Point-per-instance localization data
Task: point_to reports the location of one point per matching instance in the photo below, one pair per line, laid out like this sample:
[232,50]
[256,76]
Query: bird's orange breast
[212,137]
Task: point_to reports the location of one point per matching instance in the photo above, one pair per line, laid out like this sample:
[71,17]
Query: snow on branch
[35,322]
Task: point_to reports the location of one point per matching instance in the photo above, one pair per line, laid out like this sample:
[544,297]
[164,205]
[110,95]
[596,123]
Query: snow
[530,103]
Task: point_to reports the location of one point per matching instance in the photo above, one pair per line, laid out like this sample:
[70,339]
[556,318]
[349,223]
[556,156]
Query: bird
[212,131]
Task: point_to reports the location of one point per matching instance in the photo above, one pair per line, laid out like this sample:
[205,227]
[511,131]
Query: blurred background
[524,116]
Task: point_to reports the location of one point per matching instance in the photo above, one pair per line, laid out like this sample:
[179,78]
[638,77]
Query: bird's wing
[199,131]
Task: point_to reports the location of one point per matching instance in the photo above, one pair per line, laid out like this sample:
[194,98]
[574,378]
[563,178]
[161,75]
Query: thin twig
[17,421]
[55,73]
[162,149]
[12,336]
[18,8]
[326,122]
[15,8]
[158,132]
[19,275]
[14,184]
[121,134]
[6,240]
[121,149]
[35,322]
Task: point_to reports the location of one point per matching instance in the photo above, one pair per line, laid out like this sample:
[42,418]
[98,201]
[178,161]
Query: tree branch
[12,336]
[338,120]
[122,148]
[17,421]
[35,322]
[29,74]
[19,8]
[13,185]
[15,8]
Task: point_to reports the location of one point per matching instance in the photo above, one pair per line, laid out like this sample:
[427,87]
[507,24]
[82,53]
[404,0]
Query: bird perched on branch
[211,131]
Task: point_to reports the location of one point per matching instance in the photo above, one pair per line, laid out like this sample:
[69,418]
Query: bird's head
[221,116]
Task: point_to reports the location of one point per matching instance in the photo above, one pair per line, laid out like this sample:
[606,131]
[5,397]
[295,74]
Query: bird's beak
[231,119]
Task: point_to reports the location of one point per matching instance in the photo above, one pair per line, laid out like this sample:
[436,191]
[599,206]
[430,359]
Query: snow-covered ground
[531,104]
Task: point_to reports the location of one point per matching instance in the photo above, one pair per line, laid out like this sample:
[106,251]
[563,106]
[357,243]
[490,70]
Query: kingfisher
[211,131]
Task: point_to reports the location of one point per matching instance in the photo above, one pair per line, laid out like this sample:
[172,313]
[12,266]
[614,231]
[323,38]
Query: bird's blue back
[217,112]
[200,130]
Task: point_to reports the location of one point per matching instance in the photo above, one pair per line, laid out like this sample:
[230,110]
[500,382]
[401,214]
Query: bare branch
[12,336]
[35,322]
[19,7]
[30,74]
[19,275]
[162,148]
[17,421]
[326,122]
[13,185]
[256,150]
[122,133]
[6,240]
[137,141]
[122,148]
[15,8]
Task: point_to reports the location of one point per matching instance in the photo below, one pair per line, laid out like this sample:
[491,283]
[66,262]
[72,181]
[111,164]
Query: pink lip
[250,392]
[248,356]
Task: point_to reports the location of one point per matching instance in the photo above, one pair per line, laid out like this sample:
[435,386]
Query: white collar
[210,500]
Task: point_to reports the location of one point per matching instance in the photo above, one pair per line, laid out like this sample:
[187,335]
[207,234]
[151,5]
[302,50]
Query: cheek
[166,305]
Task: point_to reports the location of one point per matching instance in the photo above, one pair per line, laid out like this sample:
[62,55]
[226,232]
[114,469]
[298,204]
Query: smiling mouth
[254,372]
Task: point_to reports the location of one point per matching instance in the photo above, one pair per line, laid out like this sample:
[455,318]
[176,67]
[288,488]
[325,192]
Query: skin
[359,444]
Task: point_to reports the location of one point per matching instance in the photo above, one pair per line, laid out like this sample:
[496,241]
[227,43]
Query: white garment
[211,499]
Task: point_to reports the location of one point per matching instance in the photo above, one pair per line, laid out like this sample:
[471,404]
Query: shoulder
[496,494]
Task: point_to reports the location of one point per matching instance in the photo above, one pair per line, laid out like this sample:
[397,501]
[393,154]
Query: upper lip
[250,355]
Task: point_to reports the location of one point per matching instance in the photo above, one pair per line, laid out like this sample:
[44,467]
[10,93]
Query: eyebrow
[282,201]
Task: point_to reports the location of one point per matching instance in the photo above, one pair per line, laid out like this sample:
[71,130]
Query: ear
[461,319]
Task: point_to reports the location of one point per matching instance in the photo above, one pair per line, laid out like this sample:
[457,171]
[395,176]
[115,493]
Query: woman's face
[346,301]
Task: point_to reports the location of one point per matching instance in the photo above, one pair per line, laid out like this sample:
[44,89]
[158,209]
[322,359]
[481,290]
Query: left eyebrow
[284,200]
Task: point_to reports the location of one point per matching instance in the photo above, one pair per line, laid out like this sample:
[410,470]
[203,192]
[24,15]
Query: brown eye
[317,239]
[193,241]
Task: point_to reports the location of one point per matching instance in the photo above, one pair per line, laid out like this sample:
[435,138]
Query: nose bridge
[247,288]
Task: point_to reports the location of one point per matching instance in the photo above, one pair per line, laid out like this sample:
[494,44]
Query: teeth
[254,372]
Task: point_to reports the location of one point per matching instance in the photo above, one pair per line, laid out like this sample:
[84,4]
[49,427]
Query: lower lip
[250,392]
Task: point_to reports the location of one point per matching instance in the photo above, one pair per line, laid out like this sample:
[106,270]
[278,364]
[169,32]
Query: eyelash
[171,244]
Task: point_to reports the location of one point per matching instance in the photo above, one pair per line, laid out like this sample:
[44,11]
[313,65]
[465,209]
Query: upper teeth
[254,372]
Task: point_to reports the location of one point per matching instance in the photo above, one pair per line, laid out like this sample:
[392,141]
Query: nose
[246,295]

- WHAT TO PRODUCE:
Transcribe all of the records above without altering anything.

- WRITTEN RESPONSE:
Task: point_to reports the location of one point per matching instance in the photo below, one pair per line, laid out like this sample:
[232,50]
[256,76]
Query: bird's orange breast
[212,137]
Task: point_to reports the location of one point per matching instance in the photo above, one pair per line, laid out like this sample:
[71,17]
Query: snow on branch
[35,322]
Task: point_to reports the location of one point per matching instance in the photo above, one pair per line, laid out like this sample:
[544,297]
[164,205]
[110,95]
[596,123]
Query: snow
[530,103]
Task: point_to reports the location of one point per matching instance in the photo above, one pair per line, laid out like this sample:
[70,339]
[556,318]
[349,223]
[556,156]
Query: bird
[212,131]
Task: point_to reports the location of one point per matching instance in the photo above, one pair per line, laid out like this sample:
[205,227]
[511,131]
Query: blurred background
[524,116]
Task: point_to reports the location of one point per matching instance in the photo above, one pair per line, laid out like this sample:
[179,78]
[638,77]
Query: bird's wing
[199,131]
Task: point_to reports the location of one point per matching instance in the photo above, one pair per line, laid out like this sample:
[194,98]
[574,378]
[563,178]
[161,75]
Query: thin twig
[17,421]
[55,73]
[162,149]
[12,336]
[18,8]
[326,122]
[15,8]
[158,132]
[19,275]
[14,184]
[121,134]
[6,240]
[121,149]
[35,322]
Task: point_to reports the location of one point per matching instance in the photo above, one pair per line, laid out like this sample:
[42,418]
[98,201]
[178,161]
Query: tree branch
[12,336]
[338,120]
[122,148]
[17,421]
[35,322]
[29,74]
[19,8]
[13,185]
[15,8]
Task: point_to reports the location of one point per matching instance in the photo above, one pair per line, laid out like this sample:
[427,87]
[507,24]
[82,53]
[404,0]
Query: bird perched on branch
[211,131]
Task: point_to reports the location of one point per matching instance in the photo above, one pair per line, laid out like this sample:
[69,418]
Query: bird's head
[221,116]
Task: point_to reports the location of one point per matching instance in the photo above, one pair per line, laid out like this sample:
[606,131]
[5,397]
[295,74]
Query: bird's beak
[231,119]
Task: point_to reports the location of one point per matching instance in the photo above, one pair per line, laid out like this sample:
[436,191]
[599,206]
[430,359]
Query: snow-covered ground
[531,104]
Task: point_to reports the location of one point per matching instance in the photo above, one pair per line, laid out like this sample:
[106,251]
[563,106]
[357,243]
[490,70]
Query: kingfisher
[211,131]
Task: point_to reports the location of one point per matching instance in the photo above, one pair per line, laid out like this sample:
[172,313]
[12,266]
[614,231]
[323,38]
Query: bird's blue back
[217,112]
[200,130]
Task: point_to reports the location of one point per matching instance in the photo above, one pair per line, laid out like this sample:
[230,110]
[500,382]
[401,214]
Query: bare branch
[12,336]
[35,322]
[19,7]
[30,74]
[19,275]
[162,148]
[17,421]
[326,122]
[13,185]
[256,150]
[122,133]
[6,240]
[137,141]
[122,148]
[15,8]
Task: point_to reports the location of one point per matching instance in the photo below, one pair per line, laid out like this sample:
[491,283]
[66,262]
[72,181]
[111,164]
Query: pink lip
[250,392]
[248,356]
Task: point_to reports the location of one point per matching instance in the photo above, one pair per line, laid out like this sample:
[435,386]
Query: white collar
[210,500]
Task: point_to reports the location of one point per matching instance in the photo above, one pair per line, laid out like this sample:
[187,335]
[207,234]
[151,5]
[302,50]
Query: cheek
[166,305]
Task: point_to reports the location of one point per matching instance in the photo above, one pair per line, laid out like this sample:
[62,55]
[226,232]
[114,469]
[298,204]
Query: smiling mouth
[254,372]
Task: point_to reports the location of one point per matching instance in the photo above, one pair per line, laid out like this sample:
[455,318]
[176,67]
[288,488]
[325,192]
Query: skin
[359,444]
Task: point_to reports the location of one point per matching instance in the photo above, one pair per line, laid out like this sample:
[496,241]
[227,43]
Query: white garment
[211,499]
Task: point_to reports the location of one point per matching instance in the photo above, one pair per line, laid out like this sample:
[471,404]
Query: shoulder
[496,494]
Task: point_to reports the location of one point per matching instance in the photo above, one pair per line, laid out like this sample:
[397,501]
[393,154]
Query: upper lip
[250,355]
Task: point_to reports the location of one point per matching instance in the photo above, one pair per line, laid out like this sample:
[44,467]
[10,93]
Query: eyebrow
[282,201]
Task: point_to reports the location of one point per matching instance in the photo above, one pair per line, laid out like this sample:
[71,130]
Query: ear
[461,319]
Task: point_to reports the location of one point per matching instance in the photo above, one pair per line, laid out like this sample:
[457,171]
[395,176]
[115,493]
Query: woman's face
[346,301]
Task: point_to reports the location of one point per matching instance in the photo above, one pair per line, laid out like this sample:
[44,89]
[158,209]
[322,359]
[481,290]
Query: left eyebrow
[284,200]
Task: point_to reports the location of one point per matching instance in the photo above, one pair per line, laid out like this sample:
[410,470]
[203,192]
[24,15]
Query: brown eye
[317,239]
[193,241]
Task: point_to reports the location of one point per matching instance in the photo above, one pair per line, laid out like this sample:
[435,138]
Query: nose bridge
[247,288]
Task: point_to reports the location of one point per matching instance in the photo above, one pair per line, laid out like this sample:
[494,44]
Query: teeth
[254,372]
Task: point_to reports the location of one point per matching instance in the photo above, one pair per line, laid out like this sample:
[84,4]
[49,427]
Query: lower lip
[250,392]
Task: point_to reports the location of one point per matching instance in the photo above, one pair per line, laid out like this sample:
[106,270]
[278,364]
[169,32]
Query: eyelash
[171,244]
Task: point_to reports the location of one point per matching instance in the photo above, one pair per line, laid out like this sample:
[44,11]
[313,65]
[465,209]
Query: upper teeth
[254,372]
Task: point_to reports the location of one point per matching instance in the photo above, one pair per line, laid out like this sample:
[392,141]
Query: nose
[246,295]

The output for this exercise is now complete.